Directions — Every line from the one containing "Query: paved road" to the one containing "written like [812,78]." in the records below, both included, must be set down exactly, and no other line.

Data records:

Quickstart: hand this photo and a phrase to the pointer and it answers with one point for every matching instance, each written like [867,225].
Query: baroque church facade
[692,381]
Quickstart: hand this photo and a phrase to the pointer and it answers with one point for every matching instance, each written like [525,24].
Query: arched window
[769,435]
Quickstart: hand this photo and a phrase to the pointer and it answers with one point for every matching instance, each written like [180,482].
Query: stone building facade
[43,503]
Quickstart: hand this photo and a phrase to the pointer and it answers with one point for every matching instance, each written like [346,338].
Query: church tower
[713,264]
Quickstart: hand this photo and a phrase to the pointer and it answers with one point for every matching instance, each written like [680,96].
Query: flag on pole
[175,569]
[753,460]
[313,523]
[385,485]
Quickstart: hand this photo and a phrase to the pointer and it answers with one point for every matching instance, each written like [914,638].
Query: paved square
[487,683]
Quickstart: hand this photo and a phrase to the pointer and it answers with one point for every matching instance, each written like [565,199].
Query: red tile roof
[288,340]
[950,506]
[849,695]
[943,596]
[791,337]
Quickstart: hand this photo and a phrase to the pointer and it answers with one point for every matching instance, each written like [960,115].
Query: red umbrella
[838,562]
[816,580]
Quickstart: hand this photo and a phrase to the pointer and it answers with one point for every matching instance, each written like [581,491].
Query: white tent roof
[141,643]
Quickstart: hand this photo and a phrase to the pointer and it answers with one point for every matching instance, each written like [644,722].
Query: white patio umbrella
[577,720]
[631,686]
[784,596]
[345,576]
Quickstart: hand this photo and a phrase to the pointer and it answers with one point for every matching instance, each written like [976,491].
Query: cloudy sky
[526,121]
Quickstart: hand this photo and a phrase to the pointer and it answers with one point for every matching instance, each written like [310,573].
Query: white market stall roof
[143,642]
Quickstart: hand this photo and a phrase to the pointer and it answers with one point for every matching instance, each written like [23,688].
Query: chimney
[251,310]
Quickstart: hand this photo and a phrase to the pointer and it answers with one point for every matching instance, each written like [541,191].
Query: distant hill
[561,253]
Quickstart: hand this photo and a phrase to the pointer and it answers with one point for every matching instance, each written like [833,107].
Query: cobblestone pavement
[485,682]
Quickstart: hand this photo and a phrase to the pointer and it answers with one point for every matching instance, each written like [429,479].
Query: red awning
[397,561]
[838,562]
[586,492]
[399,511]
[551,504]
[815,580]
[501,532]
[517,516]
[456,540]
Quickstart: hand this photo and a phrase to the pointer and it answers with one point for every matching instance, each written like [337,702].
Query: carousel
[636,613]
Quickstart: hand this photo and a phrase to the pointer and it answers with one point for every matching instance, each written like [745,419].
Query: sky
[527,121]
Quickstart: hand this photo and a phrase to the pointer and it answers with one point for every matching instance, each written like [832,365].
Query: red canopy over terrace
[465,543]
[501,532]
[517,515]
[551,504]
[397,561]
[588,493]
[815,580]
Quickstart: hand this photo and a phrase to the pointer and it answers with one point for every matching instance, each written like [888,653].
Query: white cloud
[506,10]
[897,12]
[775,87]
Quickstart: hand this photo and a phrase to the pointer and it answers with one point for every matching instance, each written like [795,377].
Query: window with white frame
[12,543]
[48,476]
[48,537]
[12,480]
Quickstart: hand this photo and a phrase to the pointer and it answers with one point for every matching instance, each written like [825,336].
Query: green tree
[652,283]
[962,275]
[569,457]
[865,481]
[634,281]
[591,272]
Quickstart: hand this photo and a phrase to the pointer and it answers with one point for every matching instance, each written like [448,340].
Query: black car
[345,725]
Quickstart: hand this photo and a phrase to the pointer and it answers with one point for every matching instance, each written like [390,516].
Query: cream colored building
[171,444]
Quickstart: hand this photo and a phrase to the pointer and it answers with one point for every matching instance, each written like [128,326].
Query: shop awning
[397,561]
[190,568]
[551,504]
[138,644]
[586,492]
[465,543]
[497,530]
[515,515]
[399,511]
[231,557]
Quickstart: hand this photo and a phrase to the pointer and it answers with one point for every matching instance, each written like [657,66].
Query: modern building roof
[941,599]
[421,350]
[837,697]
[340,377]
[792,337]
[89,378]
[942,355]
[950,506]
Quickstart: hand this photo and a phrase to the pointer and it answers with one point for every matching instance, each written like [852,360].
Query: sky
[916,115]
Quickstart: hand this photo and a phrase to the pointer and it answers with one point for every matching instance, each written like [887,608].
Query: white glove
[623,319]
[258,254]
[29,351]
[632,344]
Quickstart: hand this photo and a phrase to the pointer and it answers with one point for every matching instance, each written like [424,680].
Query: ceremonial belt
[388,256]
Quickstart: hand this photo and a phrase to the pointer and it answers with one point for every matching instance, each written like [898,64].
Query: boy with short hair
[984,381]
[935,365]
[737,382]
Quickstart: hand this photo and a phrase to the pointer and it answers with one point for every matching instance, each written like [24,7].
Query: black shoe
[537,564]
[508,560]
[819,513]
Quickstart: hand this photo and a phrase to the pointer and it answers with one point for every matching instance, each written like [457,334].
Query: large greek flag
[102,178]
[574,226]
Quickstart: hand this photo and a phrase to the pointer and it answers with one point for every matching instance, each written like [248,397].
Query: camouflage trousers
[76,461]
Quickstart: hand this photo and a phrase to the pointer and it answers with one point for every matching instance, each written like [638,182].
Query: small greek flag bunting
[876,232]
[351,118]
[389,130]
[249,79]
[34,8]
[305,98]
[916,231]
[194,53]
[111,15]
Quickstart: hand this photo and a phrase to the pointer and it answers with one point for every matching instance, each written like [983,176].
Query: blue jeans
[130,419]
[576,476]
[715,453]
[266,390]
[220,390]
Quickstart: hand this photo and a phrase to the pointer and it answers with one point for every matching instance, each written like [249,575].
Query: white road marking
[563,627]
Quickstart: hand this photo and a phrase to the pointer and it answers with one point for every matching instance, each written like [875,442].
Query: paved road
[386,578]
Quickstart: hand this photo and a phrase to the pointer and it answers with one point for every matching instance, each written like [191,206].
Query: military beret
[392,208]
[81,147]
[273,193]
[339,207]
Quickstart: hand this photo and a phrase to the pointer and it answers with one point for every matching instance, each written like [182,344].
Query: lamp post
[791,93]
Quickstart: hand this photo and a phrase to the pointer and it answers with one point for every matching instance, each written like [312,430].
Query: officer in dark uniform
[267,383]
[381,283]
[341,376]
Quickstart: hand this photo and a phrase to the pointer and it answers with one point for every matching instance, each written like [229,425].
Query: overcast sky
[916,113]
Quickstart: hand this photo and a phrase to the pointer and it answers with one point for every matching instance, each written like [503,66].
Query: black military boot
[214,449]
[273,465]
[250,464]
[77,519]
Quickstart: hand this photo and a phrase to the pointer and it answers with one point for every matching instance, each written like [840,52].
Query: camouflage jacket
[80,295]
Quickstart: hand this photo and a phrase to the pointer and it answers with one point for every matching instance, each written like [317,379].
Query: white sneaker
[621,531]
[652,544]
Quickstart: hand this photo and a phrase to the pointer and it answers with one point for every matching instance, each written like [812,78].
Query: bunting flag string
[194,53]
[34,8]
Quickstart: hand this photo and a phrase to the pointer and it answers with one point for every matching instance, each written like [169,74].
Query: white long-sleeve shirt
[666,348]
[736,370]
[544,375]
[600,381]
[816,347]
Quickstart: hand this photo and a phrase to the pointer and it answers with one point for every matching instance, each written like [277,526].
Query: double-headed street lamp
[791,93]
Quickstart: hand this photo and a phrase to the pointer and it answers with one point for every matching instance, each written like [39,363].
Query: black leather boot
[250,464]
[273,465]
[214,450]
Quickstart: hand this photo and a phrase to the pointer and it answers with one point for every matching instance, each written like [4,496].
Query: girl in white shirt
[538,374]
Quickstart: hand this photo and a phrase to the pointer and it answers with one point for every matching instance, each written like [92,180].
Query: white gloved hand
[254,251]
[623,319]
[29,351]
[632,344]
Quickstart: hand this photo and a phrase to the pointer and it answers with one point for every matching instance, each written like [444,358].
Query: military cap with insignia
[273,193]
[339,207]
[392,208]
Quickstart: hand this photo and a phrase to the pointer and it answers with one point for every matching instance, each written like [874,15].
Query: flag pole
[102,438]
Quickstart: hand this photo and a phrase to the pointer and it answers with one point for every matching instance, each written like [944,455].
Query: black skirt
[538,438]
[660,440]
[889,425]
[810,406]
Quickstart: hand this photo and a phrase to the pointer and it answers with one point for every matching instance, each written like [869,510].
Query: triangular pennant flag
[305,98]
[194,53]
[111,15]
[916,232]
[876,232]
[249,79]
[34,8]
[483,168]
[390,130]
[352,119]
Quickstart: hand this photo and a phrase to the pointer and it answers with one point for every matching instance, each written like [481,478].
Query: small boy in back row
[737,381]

Solution to this exercise —
Query: paved road
[386,578]
Quickstart: hand this photo and a phrase to the pointer and it answers with one point for every matching instance, each written like [191,206].
Query: military beret
[392,208]
[81,147]
[273,193]
[339,207]
Quickstart: hand this photo and a phrase to the pointer and it answers with one point for every matching instance, each written like [182,344].
Query: lamp post
[791,93]
Quickstart: hand this photo and a phrase to the pointer and it answers with one point for every matching instance, each written like [312,430].
Query: officer in dark uniform
[267,383]
[381,283]
[341,376]
Quickstart: hand this photo and a phrase to the pointer and it answers with one point for every matching instance, each written like [229,425].
Query: overcast sky
[916,113]
Quickstart: hand this photo and a phrase to the pointer and it answers with one point for every matching instance, each written like [503,66].
Query: black military boot
[214,449]
[273,465]
[250,464]
[77,519]
Quickstart: hand this photo and a phrase to the pointer and it answers with one point for every matching instance, each written like [840,52].
Query: camouflage jacket
[80,295]
Quickstart: hand this photo and a phrase to the pointer and it answers with one point for every matching instance, each written like [317,379].
Query: white sneaker
[621,531]
[652,544]
Quickstart: hand this photo and a phrase to the pointer and it answers with one point for every matching instance, each written like [812,78].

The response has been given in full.